◆ Vorliegender Auszug
Aufbauend auf den biochemischen Prozessen in Chloroplasten, in Mitochondrien und im Cytoplasma von eukaryotischen Zellen, die aus anderen Kursen bekannt sind, möchten wir in diesem Mikrobiologiekurs die vielfältigen Abwandlungen von Photosynthese, Atmung und Grundstoffwechsel bei anaeroben und aeroben Prokaryoten kennen lernen. Mit der phototrophen vergleichen wir die chemotrophe Fixierung von Kohlendioxid; der Atmung mit Sauerstoff stellen wir diejenige

mit Sulfat, Nitrat, Ferri-Eisen, Fumarat und anderen Elektronenakzeptoren gegenüber,und mit der primär durch chemiosmotische Energie angetriebenen ATP-Synthese in atmenden Zellen vergleichen wir die ATP-Bildung aus energiereichen chemischen Bindungen in Stoffwechselzwischenprodukten bei fermentativ lebenden Mikroorganismen.

 
 
 
3. Genomik der Stoffwechseldiversität      
 

Der Kurs ist biochemisch-physiologisch ausgerichtet, und er integriert, so weit dies heute bereits möglich ist, funktionelle Proteomik und Prokaryoten-Genomik. Dadurch, dass schon eine ganze Reihe prokaryotischer Genome vollständig sequenziert worden sind, ist es in der Mikrobiologie möglich geworden, die "genetische Architektur" von Stoffwechselwegen zu erforschen und durch Analyse von

Bakteriengenomen bisher unbekannte Enzyme zu entdecken. Die zu erwartenden Forschungsergebnisse aus der mikrobiellen Genomik werden unsere Kenntnisse über das komplexe Zusammenspiel von Enzymen im Stoffwechsel revolutionieren. Zur Handhabung der komplexen Stoffwechselvielfalt dienen mathematische Modelle, die heute vor allem im Forschunsgebiet der Metabolomik eingesetzt werden.

◆ Ihre Aufgabe
Wie führen Sie den Auszug über den Mikrobiologiekurs zur Stoffwechselvielfalt der Prokaryoten im Anschluss an seinen letzten Satz weiter? Die Datensätze spielen hierfür keine Rolle.

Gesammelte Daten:
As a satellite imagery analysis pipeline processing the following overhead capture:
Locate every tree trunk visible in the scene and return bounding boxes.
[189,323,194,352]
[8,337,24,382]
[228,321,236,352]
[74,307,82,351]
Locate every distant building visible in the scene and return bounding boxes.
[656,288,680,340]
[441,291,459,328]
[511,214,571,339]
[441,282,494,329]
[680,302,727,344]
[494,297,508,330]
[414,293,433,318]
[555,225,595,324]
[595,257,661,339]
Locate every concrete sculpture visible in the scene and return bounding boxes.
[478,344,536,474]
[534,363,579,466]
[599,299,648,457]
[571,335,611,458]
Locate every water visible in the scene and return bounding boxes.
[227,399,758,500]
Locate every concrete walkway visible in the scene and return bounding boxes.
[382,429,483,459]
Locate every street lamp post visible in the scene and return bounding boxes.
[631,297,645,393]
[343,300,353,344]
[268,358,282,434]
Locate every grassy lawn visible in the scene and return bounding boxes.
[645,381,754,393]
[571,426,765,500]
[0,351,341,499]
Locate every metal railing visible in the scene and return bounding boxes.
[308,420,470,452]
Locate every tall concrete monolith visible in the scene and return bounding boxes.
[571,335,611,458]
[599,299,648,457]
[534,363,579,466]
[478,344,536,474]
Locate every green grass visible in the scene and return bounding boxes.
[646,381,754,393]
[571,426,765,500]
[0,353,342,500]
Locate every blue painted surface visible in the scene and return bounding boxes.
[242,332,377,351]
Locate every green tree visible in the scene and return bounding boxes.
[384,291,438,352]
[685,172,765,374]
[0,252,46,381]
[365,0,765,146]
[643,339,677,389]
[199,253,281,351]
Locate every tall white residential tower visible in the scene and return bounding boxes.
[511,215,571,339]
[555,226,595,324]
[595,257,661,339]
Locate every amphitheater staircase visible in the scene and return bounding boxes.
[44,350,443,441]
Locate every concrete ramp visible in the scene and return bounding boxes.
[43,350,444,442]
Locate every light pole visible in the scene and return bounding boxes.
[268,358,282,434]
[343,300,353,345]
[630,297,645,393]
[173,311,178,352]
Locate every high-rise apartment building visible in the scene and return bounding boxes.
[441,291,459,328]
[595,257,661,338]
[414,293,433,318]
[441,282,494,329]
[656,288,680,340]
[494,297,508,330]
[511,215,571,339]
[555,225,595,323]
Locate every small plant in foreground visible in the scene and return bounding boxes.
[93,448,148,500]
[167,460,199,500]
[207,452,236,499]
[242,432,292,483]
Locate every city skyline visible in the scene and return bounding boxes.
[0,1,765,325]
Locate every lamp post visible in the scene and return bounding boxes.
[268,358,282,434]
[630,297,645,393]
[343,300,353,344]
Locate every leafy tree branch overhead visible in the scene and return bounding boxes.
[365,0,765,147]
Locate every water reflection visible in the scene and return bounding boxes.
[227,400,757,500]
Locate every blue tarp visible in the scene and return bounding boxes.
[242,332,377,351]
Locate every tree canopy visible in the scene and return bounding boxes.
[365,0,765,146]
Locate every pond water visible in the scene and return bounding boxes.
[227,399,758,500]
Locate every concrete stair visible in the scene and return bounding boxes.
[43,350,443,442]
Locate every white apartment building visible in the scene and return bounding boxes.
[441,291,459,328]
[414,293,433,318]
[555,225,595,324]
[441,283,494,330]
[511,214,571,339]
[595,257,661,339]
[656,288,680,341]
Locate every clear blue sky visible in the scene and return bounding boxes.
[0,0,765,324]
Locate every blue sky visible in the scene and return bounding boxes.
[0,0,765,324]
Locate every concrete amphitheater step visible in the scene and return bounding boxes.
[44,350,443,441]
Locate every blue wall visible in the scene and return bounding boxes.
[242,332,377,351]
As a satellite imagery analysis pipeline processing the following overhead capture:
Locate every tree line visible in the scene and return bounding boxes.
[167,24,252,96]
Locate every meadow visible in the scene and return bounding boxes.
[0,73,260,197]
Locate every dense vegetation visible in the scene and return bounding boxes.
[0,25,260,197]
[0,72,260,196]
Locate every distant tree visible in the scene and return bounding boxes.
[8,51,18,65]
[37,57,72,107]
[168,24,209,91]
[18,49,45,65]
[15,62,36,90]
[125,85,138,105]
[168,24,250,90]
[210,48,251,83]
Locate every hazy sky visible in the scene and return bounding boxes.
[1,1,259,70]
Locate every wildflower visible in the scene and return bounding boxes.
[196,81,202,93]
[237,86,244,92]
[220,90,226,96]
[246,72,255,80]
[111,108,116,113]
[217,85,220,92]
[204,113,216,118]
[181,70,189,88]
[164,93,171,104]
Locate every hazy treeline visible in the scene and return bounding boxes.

◆ Antwortbereich
 
 
 
4. Genomische Grundlagen der Evolutionsökologie      
 

Durch die Entwicklung von molekularbiologischen Technologien zur Sequenzierung von DNA und RNA ist es möglich geworden, die "genotypische Ausstattung" ganzer Mikrobengenome vergleichend zu studieren und Auskünfte über Veränderungen in den Stoffwechelaktivitäten zu gewinnen.
Dadurch eröffnen sich uns auch faszinierende Möglichkeiten zum Studium der Evolution und zum Ursprung des Lebens, die bis anhin nicht möglich waren.
Aus evolutionsbiologischer Sicht, braucht es neben den Kenntnissen aus der funktionellen Genomik, der Proteomik und der Stoffwechselkapazitäten von Organismen auch solche über das ökologische Verhalten, welches Hinweise darauf gibt, wie Stoffwechselfähigkeiten durch Umweltdeterminanten selektioniert und reguliert werden.

Wir werden uns fragen, wie es möglich war, dass komplexe Reaktionsketten, die viele spezifische Enzyme und präzise Zellarchitekturen benötigen, oft in taxonomisch verschiedenste Organismen verbreitet werden konnten. Und um die neuen Erkennnisse eines Tages auch gefahrlos nutzbringend anwenden zu können, wollen wir nach jenen natürlichen Selektionsmechanismen forschen, die zur genotypischen Stoffwechselvielfalt bei den Prokaryoten geführt haben.

 
 
 
  5. Modellierung komplexer biologischer Prozesse      
 

Es ist heute möglich, ein einfaches Bakteriengenom in wenigen Arbeitstagen vollständig zu sequenzieren. Die Verarbeitung der riesigen Datenmengen und die vergleichende Analyse und Interpretation der Sequenzdaten verlangt biochemische, enzymatische, taxonomische, ökologische und molekularbiologische Kenntnisse, die alle in computergestützte Analyseprogramme einfliessen müssen.

Da die Ergebnisse solcher Analysen vorab Hypothesen liefern, werden zukünftige MikrobiologInnen die beweisenden Experimente ausführen können müssen. Dazu sollten sie in der Lagen sein, Mikroorganismen nicht nur richtig und sicher zu handhaben, sondern anhand von Modellerkenntnissen auch geeignete Experimente vorzuschlagen.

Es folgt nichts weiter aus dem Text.